━━━━━ Data section ━━━━━

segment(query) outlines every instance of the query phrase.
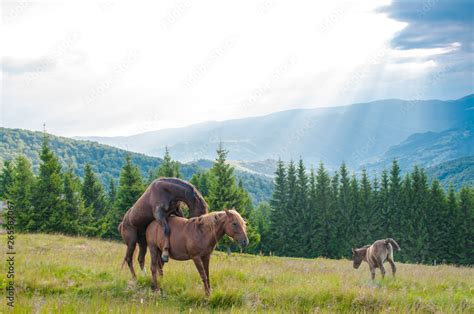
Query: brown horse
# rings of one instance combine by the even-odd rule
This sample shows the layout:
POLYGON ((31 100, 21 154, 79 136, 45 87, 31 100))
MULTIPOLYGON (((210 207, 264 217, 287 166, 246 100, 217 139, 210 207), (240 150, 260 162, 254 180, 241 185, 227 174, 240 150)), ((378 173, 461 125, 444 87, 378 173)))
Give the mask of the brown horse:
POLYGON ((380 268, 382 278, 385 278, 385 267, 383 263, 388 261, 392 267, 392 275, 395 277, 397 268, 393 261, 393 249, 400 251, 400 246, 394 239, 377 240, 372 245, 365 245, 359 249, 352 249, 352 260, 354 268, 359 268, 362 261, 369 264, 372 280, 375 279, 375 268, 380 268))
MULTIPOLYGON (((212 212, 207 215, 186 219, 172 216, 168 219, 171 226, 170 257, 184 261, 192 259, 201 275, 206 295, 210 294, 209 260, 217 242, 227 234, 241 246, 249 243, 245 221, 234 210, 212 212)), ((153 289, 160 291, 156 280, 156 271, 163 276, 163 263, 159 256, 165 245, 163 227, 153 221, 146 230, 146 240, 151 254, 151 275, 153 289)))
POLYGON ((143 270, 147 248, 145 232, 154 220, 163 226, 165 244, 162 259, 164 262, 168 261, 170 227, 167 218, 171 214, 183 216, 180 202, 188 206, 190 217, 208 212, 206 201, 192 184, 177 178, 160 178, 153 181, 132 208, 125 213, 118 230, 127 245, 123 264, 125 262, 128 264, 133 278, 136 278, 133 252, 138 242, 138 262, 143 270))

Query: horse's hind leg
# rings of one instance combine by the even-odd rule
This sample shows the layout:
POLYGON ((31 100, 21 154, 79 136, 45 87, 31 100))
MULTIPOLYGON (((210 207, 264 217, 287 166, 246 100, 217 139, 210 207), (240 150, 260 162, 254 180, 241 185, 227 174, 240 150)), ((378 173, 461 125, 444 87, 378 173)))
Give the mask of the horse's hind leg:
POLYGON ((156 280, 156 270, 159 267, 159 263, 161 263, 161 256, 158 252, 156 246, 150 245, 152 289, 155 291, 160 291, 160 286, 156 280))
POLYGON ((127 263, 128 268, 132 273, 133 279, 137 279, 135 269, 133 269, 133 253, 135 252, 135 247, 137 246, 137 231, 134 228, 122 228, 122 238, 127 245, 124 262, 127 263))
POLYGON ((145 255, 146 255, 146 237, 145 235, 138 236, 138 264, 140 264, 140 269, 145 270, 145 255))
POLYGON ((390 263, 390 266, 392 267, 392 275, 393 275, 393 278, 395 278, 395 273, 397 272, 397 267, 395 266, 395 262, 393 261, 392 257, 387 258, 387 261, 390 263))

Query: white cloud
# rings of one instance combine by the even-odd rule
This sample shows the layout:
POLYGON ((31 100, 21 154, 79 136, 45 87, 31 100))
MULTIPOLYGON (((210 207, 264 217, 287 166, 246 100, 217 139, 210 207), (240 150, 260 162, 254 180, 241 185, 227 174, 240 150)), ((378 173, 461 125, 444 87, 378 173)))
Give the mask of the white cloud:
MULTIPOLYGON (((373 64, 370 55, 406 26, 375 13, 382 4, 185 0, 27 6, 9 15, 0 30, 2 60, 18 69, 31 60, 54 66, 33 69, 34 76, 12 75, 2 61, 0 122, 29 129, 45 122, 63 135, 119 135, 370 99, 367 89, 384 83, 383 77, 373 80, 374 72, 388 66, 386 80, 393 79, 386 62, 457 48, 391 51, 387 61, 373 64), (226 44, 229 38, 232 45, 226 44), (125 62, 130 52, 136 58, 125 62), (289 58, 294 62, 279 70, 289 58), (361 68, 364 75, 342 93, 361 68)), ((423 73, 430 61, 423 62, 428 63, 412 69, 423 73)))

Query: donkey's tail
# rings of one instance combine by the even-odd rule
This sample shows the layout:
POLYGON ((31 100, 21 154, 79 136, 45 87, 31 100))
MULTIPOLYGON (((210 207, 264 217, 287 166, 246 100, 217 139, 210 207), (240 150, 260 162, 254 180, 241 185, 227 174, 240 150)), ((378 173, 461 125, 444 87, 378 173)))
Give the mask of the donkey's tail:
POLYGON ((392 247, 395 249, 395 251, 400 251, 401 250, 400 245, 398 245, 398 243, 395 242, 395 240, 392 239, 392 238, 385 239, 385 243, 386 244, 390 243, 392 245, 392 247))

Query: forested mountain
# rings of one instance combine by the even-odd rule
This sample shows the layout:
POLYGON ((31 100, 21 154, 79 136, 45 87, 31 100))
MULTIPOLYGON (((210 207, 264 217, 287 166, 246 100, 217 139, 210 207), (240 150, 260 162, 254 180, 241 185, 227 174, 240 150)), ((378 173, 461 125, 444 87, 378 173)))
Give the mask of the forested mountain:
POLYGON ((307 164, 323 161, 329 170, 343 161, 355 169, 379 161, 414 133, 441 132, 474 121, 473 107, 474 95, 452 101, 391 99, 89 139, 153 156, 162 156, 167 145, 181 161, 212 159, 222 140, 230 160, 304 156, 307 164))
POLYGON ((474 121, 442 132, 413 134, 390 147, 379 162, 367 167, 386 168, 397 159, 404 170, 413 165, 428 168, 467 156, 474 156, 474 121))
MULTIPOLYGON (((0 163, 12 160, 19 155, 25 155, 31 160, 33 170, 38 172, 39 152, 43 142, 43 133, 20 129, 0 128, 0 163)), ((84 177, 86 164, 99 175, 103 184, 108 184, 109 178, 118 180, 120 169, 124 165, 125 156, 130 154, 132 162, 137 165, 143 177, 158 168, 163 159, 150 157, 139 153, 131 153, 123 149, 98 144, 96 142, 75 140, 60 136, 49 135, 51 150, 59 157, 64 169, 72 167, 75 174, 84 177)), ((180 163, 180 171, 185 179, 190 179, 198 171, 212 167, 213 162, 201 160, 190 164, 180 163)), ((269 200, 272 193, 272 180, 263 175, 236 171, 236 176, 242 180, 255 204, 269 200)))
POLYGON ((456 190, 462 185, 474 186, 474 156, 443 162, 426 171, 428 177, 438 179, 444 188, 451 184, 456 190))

━━━━━
━━━━━ Data section ━━━━━

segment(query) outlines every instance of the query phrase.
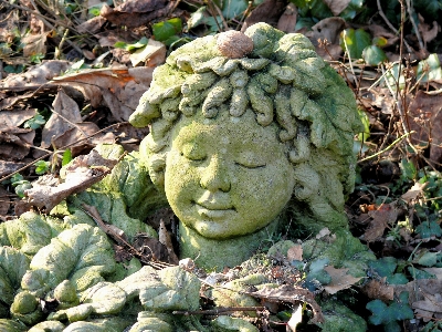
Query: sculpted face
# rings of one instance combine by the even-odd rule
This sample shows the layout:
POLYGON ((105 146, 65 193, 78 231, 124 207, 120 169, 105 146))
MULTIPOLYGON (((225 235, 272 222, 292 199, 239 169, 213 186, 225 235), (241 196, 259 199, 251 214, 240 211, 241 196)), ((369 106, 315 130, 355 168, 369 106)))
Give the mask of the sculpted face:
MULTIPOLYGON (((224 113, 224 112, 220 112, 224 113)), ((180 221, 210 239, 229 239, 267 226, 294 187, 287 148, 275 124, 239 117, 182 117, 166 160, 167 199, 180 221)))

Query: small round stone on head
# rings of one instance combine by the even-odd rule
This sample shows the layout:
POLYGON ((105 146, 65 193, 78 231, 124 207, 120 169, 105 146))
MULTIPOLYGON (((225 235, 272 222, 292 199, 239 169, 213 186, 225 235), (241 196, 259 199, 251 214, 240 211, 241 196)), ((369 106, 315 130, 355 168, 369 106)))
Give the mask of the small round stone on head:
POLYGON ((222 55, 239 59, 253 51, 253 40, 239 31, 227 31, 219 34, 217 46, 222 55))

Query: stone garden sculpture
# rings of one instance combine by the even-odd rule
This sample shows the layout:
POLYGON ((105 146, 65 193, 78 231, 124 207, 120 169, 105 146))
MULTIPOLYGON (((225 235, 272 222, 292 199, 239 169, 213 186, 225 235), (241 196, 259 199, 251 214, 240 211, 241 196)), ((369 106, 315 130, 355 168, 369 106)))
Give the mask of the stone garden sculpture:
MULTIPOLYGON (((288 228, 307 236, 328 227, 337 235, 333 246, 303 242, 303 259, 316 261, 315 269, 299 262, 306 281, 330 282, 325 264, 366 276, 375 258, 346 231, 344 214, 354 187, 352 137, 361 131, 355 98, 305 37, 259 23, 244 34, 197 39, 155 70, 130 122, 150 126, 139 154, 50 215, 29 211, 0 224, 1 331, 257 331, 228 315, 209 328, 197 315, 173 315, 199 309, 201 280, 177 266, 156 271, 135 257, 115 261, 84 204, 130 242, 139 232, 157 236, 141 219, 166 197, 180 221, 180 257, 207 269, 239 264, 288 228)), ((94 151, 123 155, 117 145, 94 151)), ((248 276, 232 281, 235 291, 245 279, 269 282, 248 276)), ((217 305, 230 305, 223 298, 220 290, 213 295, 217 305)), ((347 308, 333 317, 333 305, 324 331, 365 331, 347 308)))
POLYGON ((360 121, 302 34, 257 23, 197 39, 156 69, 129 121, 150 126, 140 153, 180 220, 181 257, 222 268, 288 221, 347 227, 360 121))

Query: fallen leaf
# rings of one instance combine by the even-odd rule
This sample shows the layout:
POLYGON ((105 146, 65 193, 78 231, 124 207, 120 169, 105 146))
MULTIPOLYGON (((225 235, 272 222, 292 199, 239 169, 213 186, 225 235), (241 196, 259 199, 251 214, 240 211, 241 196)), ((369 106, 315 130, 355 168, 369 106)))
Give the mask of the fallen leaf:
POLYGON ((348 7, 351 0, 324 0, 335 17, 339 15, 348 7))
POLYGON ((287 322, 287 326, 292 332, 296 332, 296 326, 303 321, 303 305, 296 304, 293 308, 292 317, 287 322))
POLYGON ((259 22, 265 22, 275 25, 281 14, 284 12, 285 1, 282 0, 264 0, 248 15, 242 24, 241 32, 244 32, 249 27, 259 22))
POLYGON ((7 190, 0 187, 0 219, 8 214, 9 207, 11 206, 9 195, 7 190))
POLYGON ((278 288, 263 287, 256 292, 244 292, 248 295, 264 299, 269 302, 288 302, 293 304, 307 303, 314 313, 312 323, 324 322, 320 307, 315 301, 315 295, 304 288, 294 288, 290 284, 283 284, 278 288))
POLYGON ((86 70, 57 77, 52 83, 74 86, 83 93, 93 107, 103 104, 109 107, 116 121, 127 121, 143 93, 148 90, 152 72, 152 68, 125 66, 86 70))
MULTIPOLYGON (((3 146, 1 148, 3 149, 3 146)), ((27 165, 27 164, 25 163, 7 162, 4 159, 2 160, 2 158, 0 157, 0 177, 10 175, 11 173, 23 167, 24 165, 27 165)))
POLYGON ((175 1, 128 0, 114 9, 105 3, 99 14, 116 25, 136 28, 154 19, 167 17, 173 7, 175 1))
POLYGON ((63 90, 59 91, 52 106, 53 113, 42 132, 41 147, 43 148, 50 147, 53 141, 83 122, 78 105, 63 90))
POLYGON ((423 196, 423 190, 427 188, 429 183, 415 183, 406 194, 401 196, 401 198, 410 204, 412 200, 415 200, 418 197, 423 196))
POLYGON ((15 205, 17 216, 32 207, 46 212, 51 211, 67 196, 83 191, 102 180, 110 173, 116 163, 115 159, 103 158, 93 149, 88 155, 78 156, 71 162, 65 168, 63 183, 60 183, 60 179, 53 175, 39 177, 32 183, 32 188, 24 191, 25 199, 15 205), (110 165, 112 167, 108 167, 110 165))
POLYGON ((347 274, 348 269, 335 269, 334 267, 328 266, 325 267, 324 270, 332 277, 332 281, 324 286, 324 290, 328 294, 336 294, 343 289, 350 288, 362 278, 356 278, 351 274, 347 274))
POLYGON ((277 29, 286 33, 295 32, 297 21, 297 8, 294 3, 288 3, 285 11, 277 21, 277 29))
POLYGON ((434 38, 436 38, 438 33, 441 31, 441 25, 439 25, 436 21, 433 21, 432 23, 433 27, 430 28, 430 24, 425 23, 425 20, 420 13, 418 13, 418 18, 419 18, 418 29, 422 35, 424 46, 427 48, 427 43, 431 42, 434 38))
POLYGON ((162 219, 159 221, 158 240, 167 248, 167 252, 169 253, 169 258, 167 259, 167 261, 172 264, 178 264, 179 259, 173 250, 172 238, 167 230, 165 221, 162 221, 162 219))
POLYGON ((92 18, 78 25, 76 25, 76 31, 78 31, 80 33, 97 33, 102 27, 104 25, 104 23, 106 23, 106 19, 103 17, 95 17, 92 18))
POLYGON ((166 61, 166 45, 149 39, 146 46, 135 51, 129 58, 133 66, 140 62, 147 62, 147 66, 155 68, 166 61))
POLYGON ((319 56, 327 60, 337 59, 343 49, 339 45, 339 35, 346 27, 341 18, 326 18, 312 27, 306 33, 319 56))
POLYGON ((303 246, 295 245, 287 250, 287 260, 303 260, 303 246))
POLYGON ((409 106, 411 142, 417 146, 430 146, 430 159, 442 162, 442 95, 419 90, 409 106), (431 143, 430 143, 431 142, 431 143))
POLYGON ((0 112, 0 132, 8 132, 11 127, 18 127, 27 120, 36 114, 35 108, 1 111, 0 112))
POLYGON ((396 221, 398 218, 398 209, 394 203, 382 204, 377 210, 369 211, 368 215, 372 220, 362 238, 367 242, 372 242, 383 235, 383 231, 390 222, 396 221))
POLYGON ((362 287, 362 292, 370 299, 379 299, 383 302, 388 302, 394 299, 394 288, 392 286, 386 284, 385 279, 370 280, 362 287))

━━━━━

Reproduce verbatim the lines running from the one containing "Query: horse's hind leg" through the one containing "POLYGON ((390 263, 390", including both of those lines.

Result of this task
Query: horse's hind leg
# rings of one instance combine by the even-odd rule
This sample shows the layout:
POLYGON ((31 100, 21 154, 79 136, 45 87, 31 100))
MULTIPOLYGON (((210 207, 264 217, 287 166, 246 100, 217 139, 210 207), (240 150, 260 162, 254 180, 241 185, 227 174, 240 150)), ((378 173, 461 125, 444 87, 378 173)))
Give the mask of the horse's hind leg:
POLYGON ((156 280, 156 270, 159 267, 159 263, 161 263, 161 256, 158 252, 156 246, 150 245, 152 289, 155 291, 160 291, 160 286, 156 280))
POLYGON ((127 263, 128 268, 132 273, 133 279, 137 279, 135 269, 133 269, 133 253, 135 252, 135 247, 137 246, 137 231, 134 228, 122 228, 122 238, 127 245, 124 262, 127 263))
POLYGON ((145 255, 146 255, 146 237, 145 235, 138 236, 138 264, 140 264, 140 269, 145 270, 145 255))
POLYGON ((390 263, 390 266, 392 267, 392 275, 393 275, 393 278, 395 278, 395 273, 397 272, 397 267, 395 266, 395 262, 393 261, 392 257, 387 258, 387 261, 390 263))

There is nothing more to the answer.